● **GIVEN INSTRUCTION**: Format the rows between the line holding "Point to the man, one" and the line holding "[(81, 146), (182, 157)]", inclusive, as a two-column CSV with the headers instruction and answer. Give one CSV line per row, and put each value in a single quoted field with any line breaks turned into spaces.

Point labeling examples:
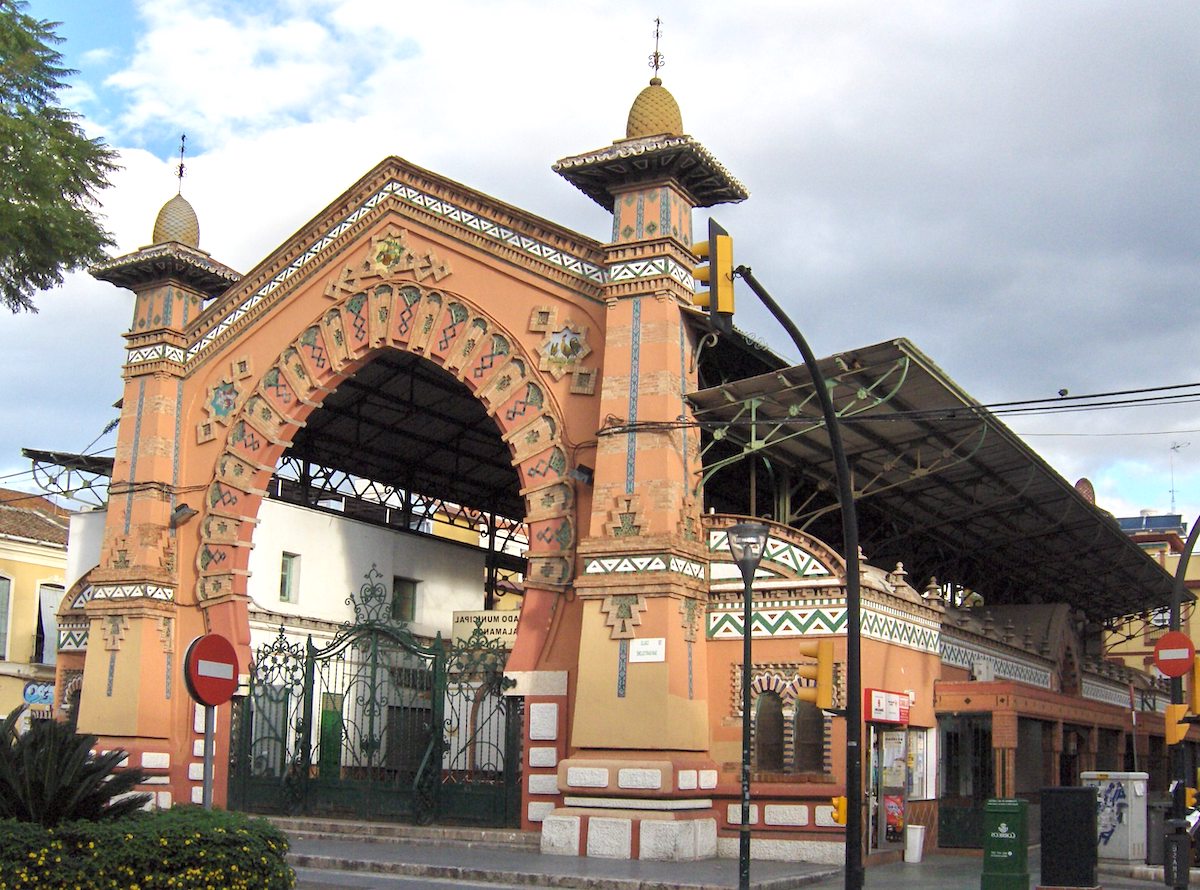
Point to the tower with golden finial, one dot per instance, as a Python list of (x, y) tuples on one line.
[(641, 716), (136, 603)]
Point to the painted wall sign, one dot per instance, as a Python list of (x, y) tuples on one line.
[(883, 707), (39, 693), (648, 649), (496, 625)]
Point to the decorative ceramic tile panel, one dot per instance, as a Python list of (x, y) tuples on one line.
[(490, 229), (1005, 667)]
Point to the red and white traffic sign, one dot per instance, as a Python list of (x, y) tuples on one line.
[(210, 668), (1174, 654)]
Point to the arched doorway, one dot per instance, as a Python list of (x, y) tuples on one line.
[(424, 407), (390, 716)]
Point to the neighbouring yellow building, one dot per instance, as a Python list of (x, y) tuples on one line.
[(33, 561)]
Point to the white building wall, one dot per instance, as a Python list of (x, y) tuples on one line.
[(84, 539), (335, 555)]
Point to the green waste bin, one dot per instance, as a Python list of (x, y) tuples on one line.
[(1006, 849)]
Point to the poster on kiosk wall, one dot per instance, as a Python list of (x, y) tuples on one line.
[(883, 707), (889, 759)]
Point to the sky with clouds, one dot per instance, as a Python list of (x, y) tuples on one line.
[(1012, 185)]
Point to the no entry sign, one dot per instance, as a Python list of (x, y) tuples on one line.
[(1174, 654), (210, 668)]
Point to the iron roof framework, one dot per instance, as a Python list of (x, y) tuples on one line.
[(941, 483), (403, 421)]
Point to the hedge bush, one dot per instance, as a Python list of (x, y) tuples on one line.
[(184, 848)]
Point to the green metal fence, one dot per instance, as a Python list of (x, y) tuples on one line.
[(377, 726)]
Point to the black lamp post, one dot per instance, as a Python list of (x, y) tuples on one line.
[(853, 711), (748, 540)]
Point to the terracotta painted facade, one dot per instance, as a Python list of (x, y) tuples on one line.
[(628, 651)]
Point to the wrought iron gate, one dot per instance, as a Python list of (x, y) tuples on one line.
[(377, 726)]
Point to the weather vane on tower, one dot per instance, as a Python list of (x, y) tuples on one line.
[(179, 170), (657, 59)]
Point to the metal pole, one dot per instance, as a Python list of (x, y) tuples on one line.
[(209, 732), (853, 867), (744, 831), (1179, 759)]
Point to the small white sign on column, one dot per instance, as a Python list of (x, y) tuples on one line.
[(648, 649)]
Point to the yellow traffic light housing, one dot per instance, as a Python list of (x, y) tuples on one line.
[(821, 695), (1174, 723), (717, 272), (1194, 685), (839, 810)]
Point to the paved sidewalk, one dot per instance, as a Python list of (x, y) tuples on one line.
[(515, 866), (496, 865)]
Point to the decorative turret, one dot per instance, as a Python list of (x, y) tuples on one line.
[(654, 113), (654, 151), (177, 222), (173, 256)]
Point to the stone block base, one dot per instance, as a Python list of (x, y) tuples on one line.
[(630, 834), (784, 851)]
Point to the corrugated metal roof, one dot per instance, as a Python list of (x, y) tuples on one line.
[(941, 483)]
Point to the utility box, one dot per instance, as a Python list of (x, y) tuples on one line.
[(1120, 815), (1006, 847), (1068, 837)]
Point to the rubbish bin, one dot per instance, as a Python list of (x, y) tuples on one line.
[(1177, 853), (913, 843), (1156, 825), (1006, 849)]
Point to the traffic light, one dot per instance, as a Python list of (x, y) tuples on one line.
[(1174, 723), (1194, 685), (822, 672), (839, 810), (715, 270)]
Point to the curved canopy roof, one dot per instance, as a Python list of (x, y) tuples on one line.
[(941, 483)]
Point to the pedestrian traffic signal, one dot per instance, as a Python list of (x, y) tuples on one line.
[(1175, 725), (821, 695), (715, 271), (839, 810)]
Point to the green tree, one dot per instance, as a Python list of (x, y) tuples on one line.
[(49, 169), (51, 774)]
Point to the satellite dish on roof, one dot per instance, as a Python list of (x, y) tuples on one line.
[(1086, 489)]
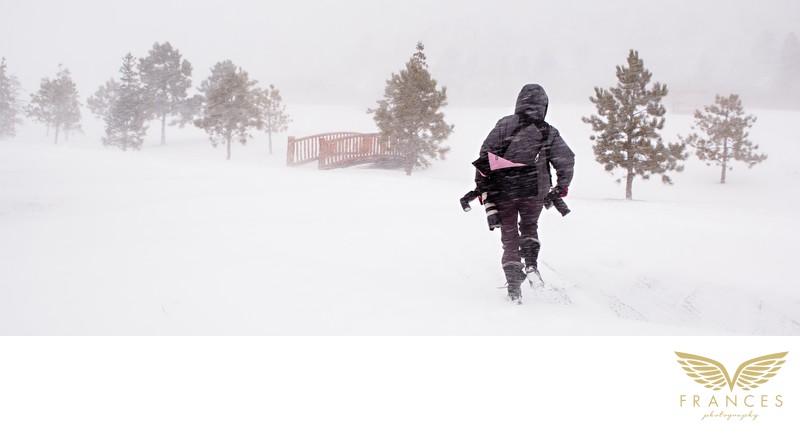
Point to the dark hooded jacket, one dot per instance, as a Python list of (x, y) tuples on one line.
[(515, 158)]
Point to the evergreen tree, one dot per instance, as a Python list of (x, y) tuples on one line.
[(127, 114), (9, 106), (56, 104), (629, 117), (410, 116), (724, 126), (101, 102), (273, 113), (166, 77), (230, 108)]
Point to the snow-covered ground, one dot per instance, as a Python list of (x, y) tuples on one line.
[(175, 240)]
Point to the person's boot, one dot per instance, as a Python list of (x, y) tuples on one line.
[(514, 276), (529, 250)]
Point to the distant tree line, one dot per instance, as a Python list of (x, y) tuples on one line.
[(228, 104), (630, 115)]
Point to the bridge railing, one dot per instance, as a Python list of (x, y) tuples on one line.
[(306, 149), (350, 150), (340, 149)]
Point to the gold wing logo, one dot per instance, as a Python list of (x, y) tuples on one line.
[(750, 375)]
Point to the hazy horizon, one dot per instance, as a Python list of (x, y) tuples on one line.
[(324, 53)]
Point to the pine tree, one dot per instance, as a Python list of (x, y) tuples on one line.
[(230, 108), (410, 116), (9, 106), (629, 117), (127, 114), (166, 77), (273, 113), (725, 139), (56, 104), (101, 102)]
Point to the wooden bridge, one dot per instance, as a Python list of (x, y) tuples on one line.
[(342, 149)]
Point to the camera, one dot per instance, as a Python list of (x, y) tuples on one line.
[(492, 216), (553, 199)]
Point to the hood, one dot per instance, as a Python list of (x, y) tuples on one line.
[(532, 102)]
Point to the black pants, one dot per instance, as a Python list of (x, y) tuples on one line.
[(519, 232)]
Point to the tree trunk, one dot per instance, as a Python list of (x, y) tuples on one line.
[(724, 161), (629, 185), (163, 129), (269, 133)]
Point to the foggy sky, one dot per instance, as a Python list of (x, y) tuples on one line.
[(342, 52)]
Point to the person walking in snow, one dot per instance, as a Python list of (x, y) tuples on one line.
[(513, 177)]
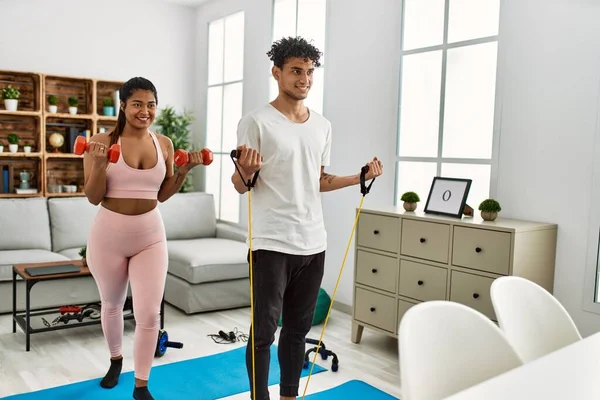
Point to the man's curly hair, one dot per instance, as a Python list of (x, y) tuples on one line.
[(291, 47)]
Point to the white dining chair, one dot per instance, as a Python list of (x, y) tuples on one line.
[(446, 347), (533, 320)]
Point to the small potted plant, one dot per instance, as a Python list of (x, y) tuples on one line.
[(82, 253), (73, 103), (410, 200), (489, 209), (13, 142), (109, 108), (11, 96), (52, 104)]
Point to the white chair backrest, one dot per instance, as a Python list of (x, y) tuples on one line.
[(534, 321), (446, 347)]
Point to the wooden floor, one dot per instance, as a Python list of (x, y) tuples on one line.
[(71, 355)]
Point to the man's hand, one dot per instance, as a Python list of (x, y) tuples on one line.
[(250, 160), (375, 169)]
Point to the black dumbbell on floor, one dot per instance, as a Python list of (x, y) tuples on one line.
[(163, 343)]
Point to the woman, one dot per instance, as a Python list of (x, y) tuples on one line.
[(127, 239)]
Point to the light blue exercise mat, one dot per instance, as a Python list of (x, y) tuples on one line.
[(351, 390), (205, 378)]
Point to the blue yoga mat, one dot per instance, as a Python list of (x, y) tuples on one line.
[(350, 390), (211, 377)]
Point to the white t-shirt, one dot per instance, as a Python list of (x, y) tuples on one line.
[(287, 215)]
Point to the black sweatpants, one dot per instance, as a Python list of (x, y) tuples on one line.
[(286, 285)]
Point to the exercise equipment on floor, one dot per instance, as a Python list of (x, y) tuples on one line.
[(323, 302), (82, 145), (250, 184), (364, 190), (323, 351), (182, 157), (164, 343)]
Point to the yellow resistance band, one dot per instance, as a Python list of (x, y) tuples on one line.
[(333, 296), (251, 293)]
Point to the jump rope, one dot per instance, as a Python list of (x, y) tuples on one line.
[(364, 190)]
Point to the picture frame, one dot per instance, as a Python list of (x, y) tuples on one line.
[(448, 196)]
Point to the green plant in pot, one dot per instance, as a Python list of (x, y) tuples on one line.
[(109, 107), (176, 126), (52, 103), (73, 103), (489, 209), (13, 142), (11, 96), (410, 200), (82, 254)]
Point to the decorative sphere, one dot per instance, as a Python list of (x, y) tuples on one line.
[(56, 140)]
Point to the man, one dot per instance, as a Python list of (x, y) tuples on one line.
[(289, 145)]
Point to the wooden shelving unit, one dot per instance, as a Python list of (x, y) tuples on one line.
[(51, 169)]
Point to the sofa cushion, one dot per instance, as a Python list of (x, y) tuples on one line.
[(189, 216), (208, 260), (24, 224), (70, 219), (71, 254), (8, 258)]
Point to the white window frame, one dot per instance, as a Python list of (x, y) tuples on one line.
[(223, 153), (439, 159)]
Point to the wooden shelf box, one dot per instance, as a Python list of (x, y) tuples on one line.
[(106, 89), (28, 128), (69, 128), (65, 87), (10, 179), (29, 86), (62, 172)]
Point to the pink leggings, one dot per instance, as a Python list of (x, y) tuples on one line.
[(129, 247)]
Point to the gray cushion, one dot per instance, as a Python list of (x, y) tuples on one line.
[(71, 219), (8, 258), (71, 254), (189, 216), (208, 260), (24, 224)]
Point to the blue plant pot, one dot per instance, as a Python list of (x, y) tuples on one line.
[(109, 111)]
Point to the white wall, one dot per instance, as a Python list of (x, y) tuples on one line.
[(549, 66), (108, 39)]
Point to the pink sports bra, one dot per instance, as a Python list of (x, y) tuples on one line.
[(123, 181)]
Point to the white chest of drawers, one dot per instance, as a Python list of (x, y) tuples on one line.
[(403, 258)]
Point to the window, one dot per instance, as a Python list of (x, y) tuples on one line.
[(448, 80), (304, 18), (224, 109)]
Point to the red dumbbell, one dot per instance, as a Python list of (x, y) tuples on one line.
[(81, 146), (182, 157)]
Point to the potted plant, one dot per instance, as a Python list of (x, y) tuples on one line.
[(73, 103), (11, 96), (13, 142), (489, 209), (52, 104), (410, 200), (82, 253), (109, 109)]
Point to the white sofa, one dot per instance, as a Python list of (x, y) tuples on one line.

● **SOLVED EXERCISE**:
instruction,answer
"Point to the man, one dot per instance, as a Python list of (x, y) tuples on one line.","[(289, 145)]"
"Point to the wooden shelving unit, one dot per instance, as a Python list of (x, y) tuples on one line.","[(51, 169)]"
"Point to the sofa cushion, one dot per instance, as a Python list of (x, y) tuples on one line.","[(189, 216), (208, 260), (24, 224), (70, 219), (71, 254), (8, 258)]"
"Point to the white window frame, one dot per instance, as a Python list of (x, y) tuples on one line.","[(223, 153), (439, 159)]"
"Point to the wooden shelf box, one dot per instance, as a Python list of (x, y) tuples on one line.","[(106, 89), (28, 128), (69, 128), (65, 87), (10, 179), (29, 86), (62, 172)]"
"Point to the pink leggings, one dot per instance, as a Python list of (x, y) tuples on one line.","[(129, 247)]"
"Point to the gray cushion, one dot per instance, as a Python list of (x, y) tuples on one line.","[(71, 219), (8, 258), (71, 254), (189, 216), (208, 260), (24, 224)]"
"Point to the blue plant pot, one dot per instance, as a Python list of (x, y) tuples on one line.","[(109, 111)]"
"Point to the white wall, one dot per instance, as a Python list of (x, y) tuples on one line.","[(549, 66), (108, 39)]"
"Point to the pink sports bra, one dot per instance, as a Python list of (x, y) tuples on one line.","[(123, 181)]"
"Point to the white chest of drawers, one dot per instance, as a Python list of (x, y) tuples on one line.","[(403, 258)]"
"Point to the window, one dot per instance, as a Python list of (x, y) tuples on one line.","[(448, 80), (304, 18), (224, 109)]"
"Point to the red dumbbell, one dot per instance, as a Python list of (x, y) tuples on one line.","[(81, 146), (182, 157)]"